[Start of Attachment]

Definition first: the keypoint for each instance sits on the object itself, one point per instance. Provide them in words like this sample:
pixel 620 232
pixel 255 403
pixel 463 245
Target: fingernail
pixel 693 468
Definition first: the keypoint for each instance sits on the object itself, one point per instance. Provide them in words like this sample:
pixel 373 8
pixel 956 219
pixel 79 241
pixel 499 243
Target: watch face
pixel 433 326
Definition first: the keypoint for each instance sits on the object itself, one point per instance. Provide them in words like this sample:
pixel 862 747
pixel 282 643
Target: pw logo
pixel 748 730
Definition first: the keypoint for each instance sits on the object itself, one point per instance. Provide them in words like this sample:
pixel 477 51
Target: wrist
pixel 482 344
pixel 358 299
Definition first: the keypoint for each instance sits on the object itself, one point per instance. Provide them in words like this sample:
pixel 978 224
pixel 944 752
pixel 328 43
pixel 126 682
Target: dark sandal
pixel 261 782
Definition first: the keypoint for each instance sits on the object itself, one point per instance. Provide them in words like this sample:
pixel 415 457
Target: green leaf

[End of Attachment]

▶ **Work required**: Write out, word for word, the line that contains "pixel 477 51" and every line after it through the last line of the listing.

▶ **Exercise result**:
pixel 477 51
Target: wrist
pixel 482 344
pixel 358 299
Definition first: the keypoint for each instance sits on the object itself, one point per instance. Provide them in words like this sample:
pixel 978 224
pixel 944 752
pixel 328 43
pixel 126 682
Target: dark sandal
pixel 261 782
Definition first: the keypoint for each instance sits on the object itself, one point per instance. Provide them in words like this sample:
pixel 415 457
Target: green leaf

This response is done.